TASK REQUIREMENTS >>
1/ Would you output the stretch of the film review from "This film, directed" through "his older films.", word for word?
2/ Can you return, unchanged, the stretch of the listing from the line containing "Pest-scouting request: tag the paving" through the end of the listing?

PASSAGE TO READ >>
+++
This film, directed by Roman Polanski, is one of my favourite films. When I saw it in the cinema in 2000 it wasn't the first film that I had seen starring Johnny Depp, but it was the film that made me appreciate him. It immediately made Johnny Depp my favourite actor. Unfortunately, I no longer have this opinion. He's done too many long-haired comedy roles for me to take him seriously as an actor any more, sometimes as pirates, sometimes as native Americans. Even his recent serious roles, such as in "Transcendence", aren't as good as in his older films.
Dean Corso (Johnny Depp) is an unscrupulous New York book trader who is hired to check the authenticity of a rare book, "The Nine Gates of the Kingdom of Shadows", written by Aristide Torchia in 1666. It is supposedly a book that contains information on how to summon the Devil in person. Only three copies are still in existence. The wealthy collector Boris Balkan gives Dean one of the copies and hires him to travel to France and Portugal to compare it with the other two copies. As Dean investigates he finds out that each of the three copies has variations in the engravings. There are genuine versions, signed LCF, and altered versions signed AT.
Even though I've watched the film many times already, there were certain things that I've never understood until now. Today I didn't just watch the film. I listened to Roman Polanski's commentary for the the first time, and after that I read several interpretations of the film that I found online. Overall, Polanski's commentary wasn't very helpful in understanding the film. Mostly he gave anecdotes about the way he made the film. For instance, he said that whenever there's a close-up of Dean Corso's hands he didn't use Johnny Depp's hands, he used a stand-in. Unfortunately he failed to say why. Are Johnny's hands so ugly?
+++
INPUT FOR THIS TASK >>
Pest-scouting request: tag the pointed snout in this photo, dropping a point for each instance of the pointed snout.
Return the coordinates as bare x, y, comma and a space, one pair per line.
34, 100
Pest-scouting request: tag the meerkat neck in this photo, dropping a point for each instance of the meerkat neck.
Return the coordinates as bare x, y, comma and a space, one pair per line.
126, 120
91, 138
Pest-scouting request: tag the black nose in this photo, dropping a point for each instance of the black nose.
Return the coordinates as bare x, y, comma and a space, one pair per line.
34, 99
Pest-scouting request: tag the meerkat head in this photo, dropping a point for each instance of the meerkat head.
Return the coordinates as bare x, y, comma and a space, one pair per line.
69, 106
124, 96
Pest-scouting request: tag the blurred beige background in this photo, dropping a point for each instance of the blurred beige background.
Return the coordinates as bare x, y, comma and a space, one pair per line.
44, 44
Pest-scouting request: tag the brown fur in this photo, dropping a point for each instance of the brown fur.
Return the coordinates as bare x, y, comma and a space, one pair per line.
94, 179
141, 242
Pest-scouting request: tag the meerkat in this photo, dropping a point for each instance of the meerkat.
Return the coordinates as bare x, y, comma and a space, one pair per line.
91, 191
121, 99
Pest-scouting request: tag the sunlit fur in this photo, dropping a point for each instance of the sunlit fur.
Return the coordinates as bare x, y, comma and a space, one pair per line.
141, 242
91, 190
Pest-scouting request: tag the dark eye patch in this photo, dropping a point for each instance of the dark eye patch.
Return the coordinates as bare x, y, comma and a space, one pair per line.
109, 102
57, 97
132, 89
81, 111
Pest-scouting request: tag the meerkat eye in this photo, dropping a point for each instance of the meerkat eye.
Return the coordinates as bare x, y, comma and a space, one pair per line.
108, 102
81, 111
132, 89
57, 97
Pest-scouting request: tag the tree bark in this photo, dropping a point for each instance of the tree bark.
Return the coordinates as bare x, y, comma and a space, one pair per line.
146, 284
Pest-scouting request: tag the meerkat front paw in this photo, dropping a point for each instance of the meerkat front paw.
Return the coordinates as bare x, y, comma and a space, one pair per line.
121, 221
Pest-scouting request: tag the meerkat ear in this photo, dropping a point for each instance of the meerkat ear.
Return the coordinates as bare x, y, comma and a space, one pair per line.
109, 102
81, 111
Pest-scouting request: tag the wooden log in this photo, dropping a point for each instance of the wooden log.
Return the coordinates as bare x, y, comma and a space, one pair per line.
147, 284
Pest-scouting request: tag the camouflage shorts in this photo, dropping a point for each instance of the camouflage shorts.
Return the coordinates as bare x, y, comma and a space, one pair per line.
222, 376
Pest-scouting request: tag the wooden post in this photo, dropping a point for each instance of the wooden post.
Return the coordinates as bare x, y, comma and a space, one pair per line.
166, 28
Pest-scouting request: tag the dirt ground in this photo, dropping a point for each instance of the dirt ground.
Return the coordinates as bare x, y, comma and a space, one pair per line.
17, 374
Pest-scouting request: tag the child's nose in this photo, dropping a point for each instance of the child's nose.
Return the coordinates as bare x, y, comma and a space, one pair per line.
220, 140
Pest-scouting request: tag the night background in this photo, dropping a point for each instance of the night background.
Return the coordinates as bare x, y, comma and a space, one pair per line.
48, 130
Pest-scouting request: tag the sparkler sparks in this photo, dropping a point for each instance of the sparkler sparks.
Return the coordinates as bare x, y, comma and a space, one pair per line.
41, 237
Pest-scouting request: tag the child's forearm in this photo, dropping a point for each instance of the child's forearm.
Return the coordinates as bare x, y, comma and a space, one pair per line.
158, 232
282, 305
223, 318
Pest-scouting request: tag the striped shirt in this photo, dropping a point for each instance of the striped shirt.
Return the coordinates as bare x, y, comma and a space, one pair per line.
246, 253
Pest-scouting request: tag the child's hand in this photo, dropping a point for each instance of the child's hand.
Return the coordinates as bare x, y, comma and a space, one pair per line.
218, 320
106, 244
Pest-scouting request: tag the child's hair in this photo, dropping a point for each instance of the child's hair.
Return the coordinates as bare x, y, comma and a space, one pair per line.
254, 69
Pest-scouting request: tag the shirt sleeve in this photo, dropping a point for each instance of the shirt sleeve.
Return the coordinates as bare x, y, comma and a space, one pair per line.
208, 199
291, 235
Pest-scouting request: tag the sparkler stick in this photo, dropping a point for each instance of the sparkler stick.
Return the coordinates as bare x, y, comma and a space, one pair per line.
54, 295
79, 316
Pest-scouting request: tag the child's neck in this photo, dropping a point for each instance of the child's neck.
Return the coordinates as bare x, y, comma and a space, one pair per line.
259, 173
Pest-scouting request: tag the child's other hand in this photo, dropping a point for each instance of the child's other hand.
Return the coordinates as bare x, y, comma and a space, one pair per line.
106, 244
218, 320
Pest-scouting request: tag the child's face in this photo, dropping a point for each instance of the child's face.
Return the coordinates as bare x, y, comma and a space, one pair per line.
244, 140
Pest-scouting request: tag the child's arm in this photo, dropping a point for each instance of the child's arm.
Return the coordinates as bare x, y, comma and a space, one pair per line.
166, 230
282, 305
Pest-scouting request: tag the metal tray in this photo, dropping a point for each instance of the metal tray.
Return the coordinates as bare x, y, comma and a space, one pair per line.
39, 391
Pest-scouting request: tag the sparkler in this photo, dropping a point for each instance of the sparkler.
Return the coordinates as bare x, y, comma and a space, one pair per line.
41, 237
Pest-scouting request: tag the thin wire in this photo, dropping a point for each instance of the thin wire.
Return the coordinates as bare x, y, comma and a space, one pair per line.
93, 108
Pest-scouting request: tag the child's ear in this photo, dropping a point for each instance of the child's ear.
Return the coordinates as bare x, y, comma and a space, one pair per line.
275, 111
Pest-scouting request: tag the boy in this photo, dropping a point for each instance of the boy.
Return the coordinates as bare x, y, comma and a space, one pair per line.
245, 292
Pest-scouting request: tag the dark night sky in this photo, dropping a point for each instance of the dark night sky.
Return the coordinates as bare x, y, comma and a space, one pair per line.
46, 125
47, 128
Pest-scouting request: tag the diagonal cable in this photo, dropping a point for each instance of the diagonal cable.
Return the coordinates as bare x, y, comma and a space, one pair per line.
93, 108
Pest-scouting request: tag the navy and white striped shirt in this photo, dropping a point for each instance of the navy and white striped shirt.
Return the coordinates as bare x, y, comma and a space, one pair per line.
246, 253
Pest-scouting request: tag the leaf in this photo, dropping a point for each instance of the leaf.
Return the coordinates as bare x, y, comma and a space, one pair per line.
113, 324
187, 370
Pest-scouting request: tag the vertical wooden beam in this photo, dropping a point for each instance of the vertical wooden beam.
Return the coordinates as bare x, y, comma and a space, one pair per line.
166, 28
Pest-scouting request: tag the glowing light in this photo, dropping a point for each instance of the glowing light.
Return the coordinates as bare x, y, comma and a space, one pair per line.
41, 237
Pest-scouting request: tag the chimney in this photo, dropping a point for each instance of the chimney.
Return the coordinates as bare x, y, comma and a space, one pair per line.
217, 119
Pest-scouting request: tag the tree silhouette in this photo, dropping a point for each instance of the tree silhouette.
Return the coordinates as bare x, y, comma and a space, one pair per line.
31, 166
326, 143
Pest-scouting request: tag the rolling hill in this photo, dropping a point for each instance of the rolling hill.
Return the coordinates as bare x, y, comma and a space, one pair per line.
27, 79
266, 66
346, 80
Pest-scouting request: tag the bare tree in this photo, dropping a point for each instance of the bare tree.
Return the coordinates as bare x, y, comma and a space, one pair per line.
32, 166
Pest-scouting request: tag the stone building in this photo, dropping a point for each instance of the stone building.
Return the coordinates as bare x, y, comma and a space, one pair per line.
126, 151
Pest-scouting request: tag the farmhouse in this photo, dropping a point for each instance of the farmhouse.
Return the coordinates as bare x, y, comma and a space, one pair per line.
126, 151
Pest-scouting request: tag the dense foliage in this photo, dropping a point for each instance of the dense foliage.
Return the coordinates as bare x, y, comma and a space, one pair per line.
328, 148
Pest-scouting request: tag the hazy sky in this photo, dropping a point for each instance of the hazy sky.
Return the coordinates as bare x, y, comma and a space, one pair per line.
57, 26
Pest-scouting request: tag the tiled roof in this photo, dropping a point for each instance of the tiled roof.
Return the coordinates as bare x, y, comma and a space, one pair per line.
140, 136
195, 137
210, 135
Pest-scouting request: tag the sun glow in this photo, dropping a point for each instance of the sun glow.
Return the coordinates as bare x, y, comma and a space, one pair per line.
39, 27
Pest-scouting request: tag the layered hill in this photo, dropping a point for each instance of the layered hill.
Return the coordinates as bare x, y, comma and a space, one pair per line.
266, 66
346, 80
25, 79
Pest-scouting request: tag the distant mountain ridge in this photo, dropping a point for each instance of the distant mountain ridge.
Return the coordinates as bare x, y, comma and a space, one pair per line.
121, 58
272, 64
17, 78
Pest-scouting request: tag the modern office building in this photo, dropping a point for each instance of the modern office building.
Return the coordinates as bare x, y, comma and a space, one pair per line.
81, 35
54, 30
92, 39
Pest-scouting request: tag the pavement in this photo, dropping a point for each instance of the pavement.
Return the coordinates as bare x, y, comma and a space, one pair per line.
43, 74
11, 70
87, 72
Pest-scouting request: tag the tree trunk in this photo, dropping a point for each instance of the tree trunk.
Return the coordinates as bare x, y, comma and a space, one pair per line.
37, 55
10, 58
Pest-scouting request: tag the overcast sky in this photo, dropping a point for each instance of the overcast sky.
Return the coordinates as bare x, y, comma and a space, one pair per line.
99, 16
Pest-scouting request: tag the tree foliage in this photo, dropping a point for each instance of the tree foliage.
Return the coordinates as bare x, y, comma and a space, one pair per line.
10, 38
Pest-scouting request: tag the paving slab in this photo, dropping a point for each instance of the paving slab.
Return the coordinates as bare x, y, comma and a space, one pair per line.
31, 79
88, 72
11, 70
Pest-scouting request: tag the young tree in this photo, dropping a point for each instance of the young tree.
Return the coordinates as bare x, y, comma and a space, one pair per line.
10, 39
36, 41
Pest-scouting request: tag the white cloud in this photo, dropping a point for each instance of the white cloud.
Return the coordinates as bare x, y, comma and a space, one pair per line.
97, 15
+++
RESPONSES TO THE TASKS >>
1/
This film, directed by Roman Polanski, is one of my favourite films. When I saw it in the cinema in 2000 it wasn't the first film that I had seen starring Johnny Depp, but it was the film that made me appreciate him. It immediately made Johnny Depp my favourite actor. Unfortunately, I no longer have this opinion. He's done too many long-haired comedy roles for me to take him seriously as an actor any more, sometimes as pirates, sometimes as native Americans. Even his recent serious roles, such as in "Transcendence", aren't as good as in his older films.

2/
Pest-scouting request: tag the paving slab in this photo, dropping a point for each instance of the paving slab.
Return the coordinates as bare x, y, comma and a space, one pair per line.
31, 79
88, 72
11, 70
Pest-scouting request: tag the young tree in this photo, dropping a point for each instance of the young tree.
Return the coordinates as bare x, y, comma and a space, one pair per line.
10, 39
36, 41
Pest-scouting request: tag the white cloud in this photo, dropping a point for each instance of the white cloud.
Return the coordinates as bare x, y, comma and a space, one pair per line.
97, 15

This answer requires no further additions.